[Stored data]
▼▼▼

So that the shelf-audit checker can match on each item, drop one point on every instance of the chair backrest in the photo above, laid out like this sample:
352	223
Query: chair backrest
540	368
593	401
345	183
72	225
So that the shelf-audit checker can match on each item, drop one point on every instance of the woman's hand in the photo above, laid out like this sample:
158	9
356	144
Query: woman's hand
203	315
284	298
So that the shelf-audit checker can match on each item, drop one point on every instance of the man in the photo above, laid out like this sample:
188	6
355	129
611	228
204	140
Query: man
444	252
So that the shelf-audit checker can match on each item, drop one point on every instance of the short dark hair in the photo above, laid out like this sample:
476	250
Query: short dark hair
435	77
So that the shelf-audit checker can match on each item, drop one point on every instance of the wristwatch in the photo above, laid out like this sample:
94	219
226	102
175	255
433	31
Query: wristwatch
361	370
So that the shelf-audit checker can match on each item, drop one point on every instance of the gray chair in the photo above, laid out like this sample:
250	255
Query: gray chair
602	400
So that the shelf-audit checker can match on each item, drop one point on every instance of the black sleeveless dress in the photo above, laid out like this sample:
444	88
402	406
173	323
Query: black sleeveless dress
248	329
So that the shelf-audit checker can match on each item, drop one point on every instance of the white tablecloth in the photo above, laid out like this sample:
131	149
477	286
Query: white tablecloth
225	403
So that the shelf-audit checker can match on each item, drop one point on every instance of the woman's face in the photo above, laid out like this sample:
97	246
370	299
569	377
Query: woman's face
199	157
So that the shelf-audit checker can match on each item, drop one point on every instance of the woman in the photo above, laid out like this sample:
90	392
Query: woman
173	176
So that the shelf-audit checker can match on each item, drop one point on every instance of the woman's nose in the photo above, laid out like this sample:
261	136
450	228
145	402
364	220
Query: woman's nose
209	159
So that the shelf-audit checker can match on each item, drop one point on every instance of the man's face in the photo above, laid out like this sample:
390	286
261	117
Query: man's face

▲▲▲

Challenge –
Output every one of the records above again, word for word and line for line, with nothing changed.

Correct result –
So that the shelf-audit checker can match on each item, drop one point on every instance of the chair backrest in the photo above, laid out like this sample:
352	223
Query: chair backrest
540	368
593	401
345	183
72	225
So that the shelf-audit checker can match on each item, drop one point on every instance of the woman's hand in the photo above, laid out like this sample:
158	9
356	144
Query: woman's hand
203	315
284	298
So that the shelf-audit checker can match on each item, drop one point on every instance of the man in the photo above, laid out like this sample:
188	6
355	129
611	228
204	140
Query: man
444	252
So that the shelf-audit checker can match on each item, drop one point on every instance of the short dark hair in the photo above, laid out like this sample:
476	250
Query: short dark hair
435	77
So that the shelf-audit checker can match on each item, drop one point on every instance of the wristwatch in the photo above, laid out like this sample:
94	219
226	102
175	255
433	31
Query: wristwatch
361	370
So that the shelf-audit checker can match on each item, drop one point on every instance of the gray chair in the photo above, laid out like this sample:
250	255
Query: gray chair
602	400
So that the shelf-audit checker can match on each item, drop one point on every instance of the black sleeveless dress in the photo above, laid out like this sample:
444	88
402	406
173	323
Query: black sleeveless dress
248	329
So that the shelf-audit checker can match on each item, drop one point on every instance of the white tablecloth in the photo above, laid out like this sample:
131	149
477	286
Query: white tablecloth
225	403
So that the shelf-audit checker can match on each item, drop one point on every instance of the woman's face in the photo above, laid out like this sample:
97	246
370	299
569	377
Query: woman's face
199	157
So that the shelf-audit checker can match on each item, drop one point on every instance of the woman in the photo above, laid out like this sample:
90	392
Query: woman
173	176
So that the shelf-audit checker can match on each item, drop one point on every instance of the woman's nose in the photo above, laid out like this sample:
261	136
450	228
145	402
364	220
Query: woman's nose
209	159
So that the shelf-audit checker can match on each item, drop one point on every instance of the man's face in the photo above, laid out like this sample:
390	286
261	117
Query: man's face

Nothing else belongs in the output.